### 原文抜粋
★ ★ ★ ★
箱庭円舞曲 focus#2.5 「庭」 -itinerant mix-【iakuプロデュース】120328
2012年03月28日 commoncafe
売込隊ビームの横山拓也さんが主宰のプロデュース公演。
今年6月に大阪で初公演される箱庭円舞曲のお披露目みたいな意味もあるようです。
箱庭円舞曲は以前、珍しい凡人のDVDを拝見したことがあります。
かなり重く、皮肉めいた作品です。
(http://ksaisei.cocolog-nifty.com/blog/2012/01/dvd-e1fb.html)
横山さんもどちらかというと癖のある毒っ気の多い作品を創られる方。
3本の短編という案内でしたが、かなりきつい感じで、心がモヤモヤするんだろうなと思いながら足を運びました。
感想は、意外にもかなり軽快なタッチ。
と言っても、独特の毒っ気はあります。
かなり爽やかに面白く演じられる役者さんに救われているところがあって、話の内容だけ切り取って見ると、けっこう心苦しく、何やらつらく重い気持ちになります。
全て会話劇ですが、その会話から登場人物の心情を感じ取っていくのがとてもスムーズにできるところが、やはり凄いところなのでしょう。テンポや言葉の使い方がうまい具合に絶妙になっていて、観ている側が自然に引き込まれるようです。
3本とも結婚式に参加する男と女の微妙なやり取りが描かれています。
どこかもどかしくもあり、微笑ましくもあり、物悲しくもあり。
この繊細な男女の心理描写がとてもよく伝わってきて、魅力的な作品でした。
男の庭:須貝英(箱庭円舞曲)×津留崎夏子(ブルドッキングヘッドロック)
結婚披露宴前に女性を呼び出して、出会う男。
新郎は女性の元彼。それを知る男は、何か声をかけておくべきだろうと思ったのだろうか。
きっと女性に気もあるのだろう。
悲しい思いを少しでもさせたくない。自分は未だしがないかいしょ無しの男であるが、あなたにはいつでも幸せにいて欲しい。だから、自分が少しでも元気づけてあげたい。
そして、それをきっかけにあわよくば、付き合えればなんて。
男のぎごちない素振り・言葉が続く。
でもそんなことお構いなしに、女性はあっけらかんとしている。しかも、もう・・・
また、披露宴でと言って別れる二人。
観終えて、男によくやった、立派だったと肩を叩いてあげたい感じになります。
ちなみに、実は3話目にも会話の中で出てこられます。そこで、本当に披露宴でも頑張ったということを知り、ちょっと涙ぐみそうになりました。
ラストでもありますが、そう、こんな時は日本酒だ。しみじみと朝まで飲もうって。
この不器用に頑張る男の心情表現が抜群。須貝さん。素晴らしかったです。
対する女性のあっけらかんぶり。津留崎さん。憎めない天然さが漂っており、それがこの作品を微笑ましいものにしています。
男、悲しい。頑張れ。
女の庭:田渕法明×安元美帆子(sunday)
女に担ぎ込まれる男。
だいぶ酔っている。結婚式で飲み過ぎたみたい。
女はさらに飲ませる。男はイケメン。狙っている・・・
気づいた男と女の会話が繰り広げられる。
★ ★ ★ ★
データセットからの抜粋
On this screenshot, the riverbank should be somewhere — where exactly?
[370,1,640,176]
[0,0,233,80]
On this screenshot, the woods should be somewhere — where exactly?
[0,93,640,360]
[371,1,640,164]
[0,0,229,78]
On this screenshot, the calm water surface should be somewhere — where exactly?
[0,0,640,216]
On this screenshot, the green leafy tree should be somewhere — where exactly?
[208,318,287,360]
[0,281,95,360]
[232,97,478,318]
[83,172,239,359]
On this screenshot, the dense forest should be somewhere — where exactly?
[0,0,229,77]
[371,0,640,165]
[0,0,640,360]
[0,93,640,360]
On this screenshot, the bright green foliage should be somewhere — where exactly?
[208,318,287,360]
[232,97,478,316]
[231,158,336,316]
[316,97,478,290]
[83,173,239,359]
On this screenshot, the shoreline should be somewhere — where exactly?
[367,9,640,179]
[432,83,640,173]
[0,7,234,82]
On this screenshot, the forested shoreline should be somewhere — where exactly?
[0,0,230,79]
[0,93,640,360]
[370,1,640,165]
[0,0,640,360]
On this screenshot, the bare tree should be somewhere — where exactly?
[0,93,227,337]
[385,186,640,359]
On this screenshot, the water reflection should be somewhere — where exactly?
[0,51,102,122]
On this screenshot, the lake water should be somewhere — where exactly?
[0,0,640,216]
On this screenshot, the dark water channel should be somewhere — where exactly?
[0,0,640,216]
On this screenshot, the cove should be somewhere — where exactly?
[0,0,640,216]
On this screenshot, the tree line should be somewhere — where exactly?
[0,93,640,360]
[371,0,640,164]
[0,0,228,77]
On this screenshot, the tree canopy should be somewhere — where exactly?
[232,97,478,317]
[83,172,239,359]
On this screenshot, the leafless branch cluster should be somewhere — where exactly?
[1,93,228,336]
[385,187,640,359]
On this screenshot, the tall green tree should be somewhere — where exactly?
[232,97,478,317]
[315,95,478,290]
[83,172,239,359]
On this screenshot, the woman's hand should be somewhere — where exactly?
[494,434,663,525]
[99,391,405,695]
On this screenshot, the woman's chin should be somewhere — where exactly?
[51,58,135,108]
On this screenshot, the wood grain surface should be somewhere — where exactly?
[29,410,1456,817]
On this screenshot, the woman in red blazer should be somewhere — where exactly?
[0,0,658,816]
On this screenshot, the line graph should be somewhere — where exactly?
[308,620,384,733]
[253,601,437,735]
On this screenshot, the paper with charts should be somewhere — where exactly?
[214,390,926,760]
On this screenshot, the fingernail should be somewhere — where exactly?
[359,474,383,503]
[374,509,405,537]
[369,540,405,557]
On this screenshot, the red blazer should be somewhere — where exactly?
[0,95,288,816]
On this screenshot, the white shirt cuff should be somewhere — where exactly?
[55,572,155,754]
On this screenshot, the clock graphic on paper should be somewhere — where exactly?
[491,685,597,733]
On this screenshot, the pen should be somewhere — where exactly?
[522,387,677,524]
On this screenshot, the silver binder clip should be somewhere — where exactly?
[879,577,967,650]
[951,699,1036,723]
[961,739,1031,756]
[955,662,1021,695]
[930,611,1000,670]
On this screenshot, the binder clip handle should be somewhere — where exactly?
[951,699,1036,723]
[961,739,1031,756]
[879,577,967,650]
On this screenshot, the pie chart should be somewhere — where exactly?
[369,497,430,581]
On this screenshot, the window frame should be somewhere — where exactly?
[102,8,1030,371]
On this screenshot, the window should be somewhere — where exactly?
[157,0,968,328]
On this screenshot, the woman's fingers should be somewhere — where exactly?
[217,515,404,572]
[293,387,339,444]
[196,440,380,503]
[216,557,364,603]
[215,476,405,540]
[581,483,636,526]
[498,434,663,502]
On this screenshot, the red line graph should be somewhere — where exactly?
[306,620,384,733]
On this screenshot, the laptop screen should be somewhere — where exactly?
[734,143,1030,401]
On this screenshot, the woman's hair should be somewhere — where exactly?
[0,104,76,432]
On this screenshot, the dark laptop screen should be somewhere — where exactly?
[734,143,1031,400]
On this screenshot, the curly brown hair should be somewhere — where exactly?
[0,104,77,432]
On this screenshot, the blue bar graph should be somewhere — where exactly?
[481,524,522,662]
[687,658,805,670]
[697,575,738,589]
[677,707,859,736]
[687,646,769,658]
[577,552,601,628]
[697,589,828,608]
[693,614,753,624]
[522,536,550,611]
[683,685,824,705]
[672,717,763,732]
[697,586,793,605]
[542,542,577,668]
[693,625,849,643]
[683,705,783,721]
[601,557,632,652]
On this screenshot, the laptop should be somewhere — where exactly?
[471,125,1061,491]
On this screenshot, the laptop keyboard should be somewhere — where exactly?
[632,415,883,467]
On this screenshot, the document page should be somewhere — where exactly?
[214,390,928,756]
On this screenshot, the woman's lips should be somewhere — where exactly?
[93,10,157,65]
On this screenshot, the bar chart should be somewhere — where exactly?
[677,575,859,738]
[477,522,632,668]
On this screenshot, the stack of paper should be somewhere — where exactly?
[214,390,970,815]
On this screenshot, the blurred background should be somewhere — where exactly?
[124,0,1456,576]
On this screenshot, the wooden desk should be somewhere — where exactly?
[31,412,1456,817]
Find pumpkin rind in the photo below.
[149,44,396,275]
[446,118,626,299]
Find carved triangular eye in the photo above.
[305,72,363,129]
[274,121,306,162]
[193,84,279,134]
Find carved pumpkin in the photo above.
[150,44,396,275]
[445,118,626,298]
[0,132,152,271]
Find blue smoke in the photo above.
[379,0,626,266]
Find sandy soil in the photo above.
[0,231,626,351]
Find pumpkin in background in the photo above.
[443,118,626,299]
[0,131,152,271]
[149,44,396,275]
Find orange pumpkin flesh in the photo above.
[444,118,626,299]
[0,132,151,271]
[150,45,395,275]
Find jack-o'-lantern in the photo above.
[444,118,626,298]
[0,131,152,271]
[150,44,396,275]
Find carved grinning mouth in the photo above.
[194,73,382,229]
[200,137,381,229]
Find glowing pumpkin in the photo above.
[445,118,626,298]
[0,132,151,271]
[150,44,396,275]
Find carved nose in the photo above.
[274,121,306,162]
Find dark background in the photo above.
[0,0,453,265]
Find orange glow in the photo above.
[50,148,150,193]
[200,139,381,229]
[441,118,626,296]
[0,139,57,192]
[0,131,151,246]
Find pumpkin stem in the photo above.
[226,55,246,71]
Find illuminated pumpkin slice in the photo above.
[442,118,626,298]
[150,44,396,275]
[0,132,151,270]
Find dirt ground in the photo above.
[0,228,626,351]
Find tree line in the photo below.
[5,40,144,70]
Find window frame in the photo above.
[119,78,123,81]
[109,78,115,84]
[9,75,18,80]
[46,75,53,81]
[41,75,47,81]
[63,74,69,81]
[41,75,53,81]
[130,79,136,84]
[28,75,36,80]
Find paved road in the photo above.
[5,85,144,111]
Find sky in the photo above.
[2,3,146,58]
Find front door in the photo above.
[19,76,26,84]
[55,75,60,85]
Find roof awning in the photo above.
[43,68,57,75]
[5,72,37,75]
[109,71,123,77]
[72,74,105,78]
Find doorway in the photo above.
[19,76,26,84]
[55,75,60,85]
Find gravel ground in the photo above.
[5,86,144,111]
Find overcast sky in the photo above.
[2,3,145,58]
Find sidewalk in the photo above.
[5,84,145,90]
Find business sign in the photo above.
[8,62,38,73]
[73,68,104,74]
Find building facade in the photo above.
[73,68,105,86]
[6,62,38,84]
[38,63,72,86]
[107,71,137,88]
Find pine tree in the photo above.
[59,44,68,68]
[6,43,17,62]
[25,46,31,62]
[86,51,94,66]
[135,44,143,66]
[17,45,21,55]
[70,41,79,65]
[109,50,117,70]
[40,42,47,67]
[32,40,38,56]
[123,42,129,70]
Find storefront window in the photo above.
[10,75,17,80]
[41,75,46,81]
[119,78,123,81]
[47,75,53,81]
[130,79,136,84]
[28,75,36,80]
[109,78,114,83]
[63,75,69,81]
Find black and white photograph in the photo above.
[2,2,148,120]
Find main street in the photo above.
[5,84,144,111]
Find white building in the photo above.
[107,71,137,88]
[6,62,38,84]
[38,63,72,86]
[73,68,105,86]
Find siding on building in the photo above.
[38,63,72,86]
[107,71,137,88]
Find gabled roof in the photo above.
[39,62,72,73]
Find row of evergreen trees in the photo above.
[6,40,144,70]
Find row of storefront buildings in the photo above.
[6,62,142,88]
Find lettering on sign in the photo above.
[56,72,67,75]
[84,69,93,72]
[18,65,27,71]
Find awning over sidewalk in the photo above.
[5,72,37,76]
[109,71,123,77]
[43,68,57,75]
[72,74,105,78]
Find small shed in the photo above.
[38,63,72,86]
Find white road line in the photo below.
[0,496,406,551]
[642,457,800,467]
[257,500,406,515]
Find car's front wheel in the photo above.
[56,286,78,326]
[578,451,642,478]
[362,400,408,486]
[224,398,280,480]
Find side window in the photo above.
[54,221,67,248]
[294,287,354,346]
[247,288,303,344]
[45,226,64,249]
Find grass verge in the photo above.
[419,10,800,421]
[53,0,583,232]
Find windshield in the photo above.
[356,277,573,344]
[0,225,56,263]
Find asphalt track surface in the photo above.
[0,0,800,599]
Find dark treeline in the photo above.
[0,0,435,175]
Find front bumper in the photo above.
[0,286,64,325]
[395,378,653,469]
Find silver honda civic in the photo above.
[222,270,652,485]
★ ★ ★ ★
### 課題 A
公演の感想文によると、3本の短編すべてに共通して描かれているものは何ですか。
### 課題 B
公演の感想文の最後の一文に続けて、その先を書き継いでください。

### 正解 A
結婚式に参加する男と女の微妙なやり取りです。

### 正解 B
男は女が誰だか分からない。女も適当にごまかしているような感じ。
かみ合わない中で、女の男をものにしてやろうとする攻撃、男の本能的なかわし。男の女の正体を突き詰める鋭い攻撃、女の天然ぶった計算高いかわし。
このやり取りが、あまりもはまっており、面白くて仕方ありませんでした。
ガツガツいく女性、安元さん。食われそうになりながらも必死に逃げる、田渕さん。
何やら、野生のライオンとインパラみたいな感じ。
最後はインパラが機転を利かせて、脱出成功。
草原にたたずむライオンのように、どこか自己反省しているかのような、女性の寂しげな表情が印象的。
この顔を見せれば、男やられるのに。
こちらは、女が悲しい。頑張れ。
一人の庭:酒井善史(ヨーロッパ企画)×片桐はづき(箱庭円舞曲)
結婚式終了。
二次会は何となく嫌で、とりあえず抜け出す二人。
二人は元カップル。
とりとめない会話。何か探り合いをしているかのような微妙な雰囲気が醸し出る。
女は結婚式でブーケが必ず回ってきてしまうけど、いつまでたっても幸せを掴めていない現状を自虐的にほのめかす。
男にはもう彼女がいて、まあそれなりにうまくやってるのかな。でも、強い押しがあれば、何か変わるのかな。
結局、何か進展があるわけでもなく、二人は二次会に。
女性の心情の揺れ具合がもう絶妙。片桐さん。
男、あのさあ、気づいてないのか、気づかないふりしているのか、でも、何か言葉あるだろうなんてことを割り込んで説教してやろうかなと思わすような演技。酒井さん。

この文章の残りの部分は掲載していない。